[Text-to-region grounding data]
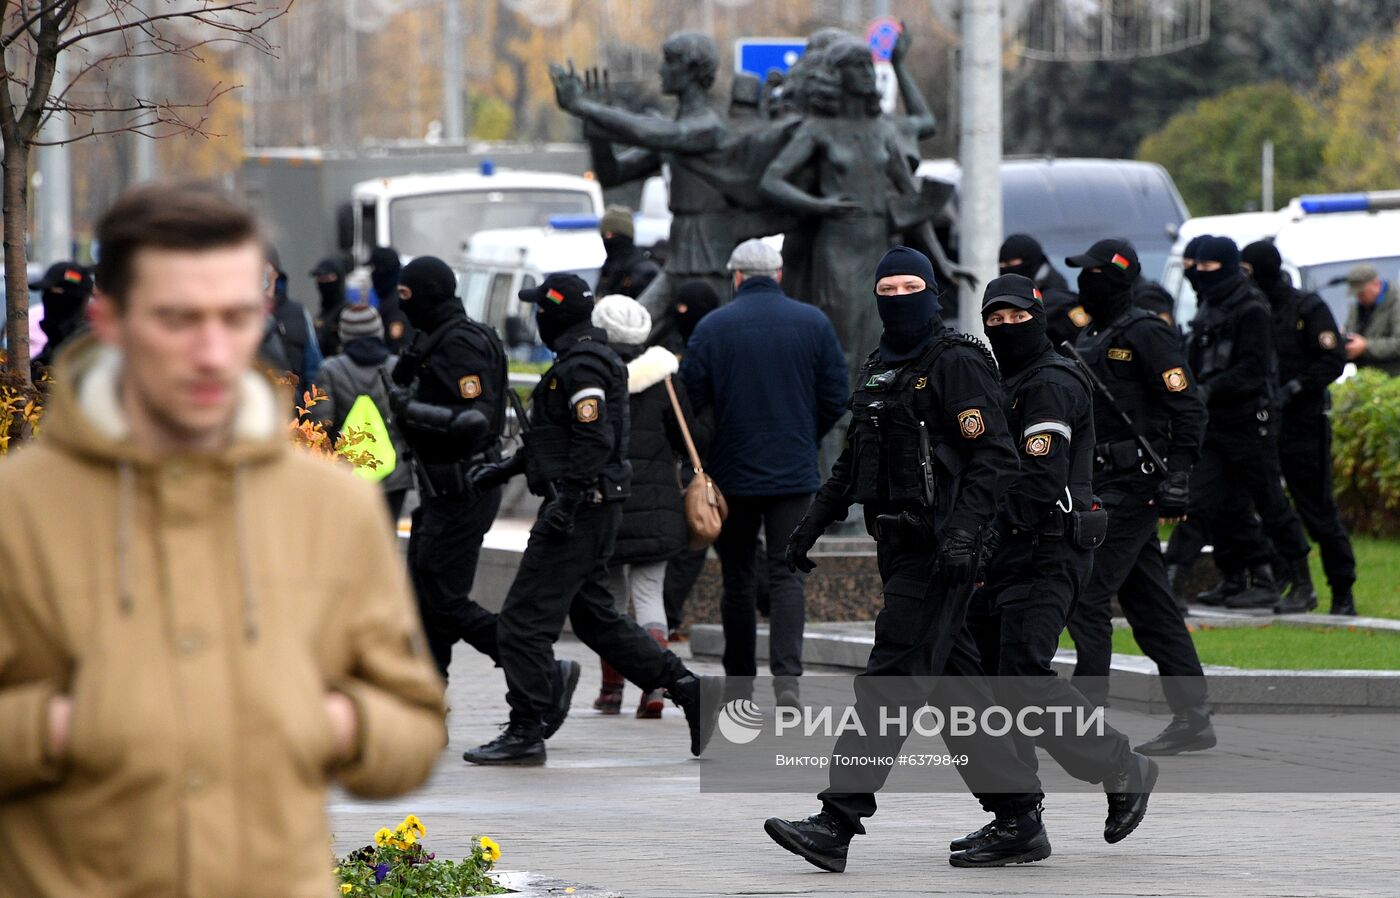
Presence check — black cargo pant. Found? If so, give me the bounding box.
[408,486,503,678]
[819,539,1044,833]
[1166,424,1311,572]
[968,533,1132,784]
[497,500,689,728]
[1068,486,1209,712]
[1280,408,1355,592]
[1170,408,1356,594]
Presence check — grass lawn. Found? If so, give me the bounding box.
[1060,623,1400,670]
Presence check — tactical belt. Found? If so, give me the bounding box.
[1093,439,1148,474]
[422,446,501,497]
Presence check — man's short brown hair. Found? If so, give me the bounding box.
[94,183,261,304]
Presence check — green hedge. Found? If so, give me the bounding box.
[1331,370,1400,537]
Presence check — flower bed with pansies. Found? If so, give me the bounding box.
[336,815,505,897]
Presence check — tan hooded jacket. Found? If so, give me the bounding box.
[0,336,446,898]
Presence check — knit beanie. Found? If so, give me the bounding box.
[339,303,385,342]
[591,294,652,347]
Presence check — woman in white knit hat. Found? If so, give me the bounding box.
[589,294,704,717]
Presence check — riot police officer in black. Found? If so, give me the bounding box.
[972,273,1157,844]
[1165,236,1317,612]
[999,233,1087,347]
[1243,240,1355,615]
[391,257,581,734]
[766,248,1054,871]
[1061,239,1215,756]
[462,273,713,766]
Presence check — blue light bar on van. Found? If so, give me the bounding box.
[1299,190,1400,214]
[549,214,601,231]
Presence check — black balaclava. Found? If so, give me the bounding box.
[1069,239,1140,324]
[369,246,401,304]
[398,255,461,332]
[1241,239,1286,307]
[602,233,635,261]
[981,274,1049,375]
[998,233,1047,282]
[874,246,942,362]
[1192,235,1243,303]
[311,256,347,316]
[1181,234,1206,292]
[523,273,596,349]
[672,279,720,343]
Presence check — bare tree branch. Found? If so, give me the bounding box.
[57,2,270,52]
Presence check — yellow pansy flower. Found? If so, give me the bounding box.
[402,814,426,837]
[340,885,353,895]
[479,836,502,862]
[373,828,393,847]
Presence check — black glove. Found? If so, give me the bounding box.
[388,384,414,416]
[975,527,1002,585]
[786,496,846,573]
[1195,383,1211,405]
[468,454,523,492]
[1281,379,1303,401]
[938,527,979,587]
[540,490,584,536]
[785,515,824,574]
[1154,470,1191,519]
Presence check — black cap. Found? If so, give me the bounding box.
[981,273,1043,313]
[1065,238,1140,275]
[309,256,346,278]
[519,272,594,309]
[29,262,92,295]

## YOUR INSTRUCTIONS
Because the pictures are not wanted, retype every record exactly without them.

## ANSWER TO THIS TASK
Presence check — black cargo pant. Found? If so, give me the bounding box.
[408,486,503,678]
[819,539,1044,833]
[1166,424,1311,572]
[968,533,1132,784]
[497,500,689,728]
[1068,486,1209,712]
[1280,408,1355,592]
[1170,408,1356,594]
Presence check — grass lawn. Found? If so, give me the bounding box.
[1060,623,1400,670]
Presence check — tactical belt. Found? If so, give me the bounding box.
[1093,439,1148,474]
[422,446,501,497]
Presence check — man's short brown hair. Found? If so, give me the bounding box.
[94,183,261,304]
Presence check — green hedge. Found? If so, give me the bounding box.
[1331,370,1400,537]
Presence check — flower bed with pansies. Found? If so, give me the bounding box.
[336,815,505,897]
Presence check — tan hooded jacket. Found? If so, give me the bounding box.
[0,336,446,898]
Presence check — knit beanie. Found? If so, give me the bounding box.
[339,303,385,342]
[591,294,652,347]
Presence check — woman in white knit hat. Found? If so, give me the bounding box.
[589,294,704,717]
Presence check — riot police officer in black. Found? If so, give me the bounding box.
[972,273,1157,844]
[1165,236,1317,612]
[999,233,1087,347]
[1243,240,1355,615]
[391,257,581,734]
[766,248,1054,871]
[1061,239,1215,756]
[462,273,713,766]
Presence check — blue light bar on van. Found? If so, give me the bounding box.
[1299,190,1400,214]
[549,214,601,231]
Presence check — black balaclava. Found? If so, give me the bounding box.
[1069,239,1140,324]
[369,246,401,304]
[398,255,461,332]
[1241,239,1286,307]
[602,233,635,261]
[981,274,1049,375]
[998,233,1047,282]
[874,246,942,362]
[1192,235,1243,303]
[311,256,347,316]
[1181,234,1206,292]
[523,273,596,349]
[672,279,720,343]
Presence check — bare tree branch. Found? If so, give me the bounding box.
[57,2,270,52]
Presence check — yellow pansy flower. Found? If so, give me the bounding box.
[402,814,426,837]
[340,885,353,895]
[479,836,502,862]
[373,828,393,847]
Presence check — black glove. Found? If so, give me the bounding box.
[388,384,414,416]
[975,527,1002,585]
[786,496,846,573]
[1195,383,1211,405]
[468,454,523,492]
[1281,379,1303,401]
[938,527,979,587]
[540,490,584,536]
[785,515,824,574]
[1154,470,1191,519]
Presence check — black cap. Found? If so, give me the bounding box.
[981,273,1043,313]
[1065,238,1140,275]
[309,256,346,278]
[519,272,594,309]
[29,262,92,295]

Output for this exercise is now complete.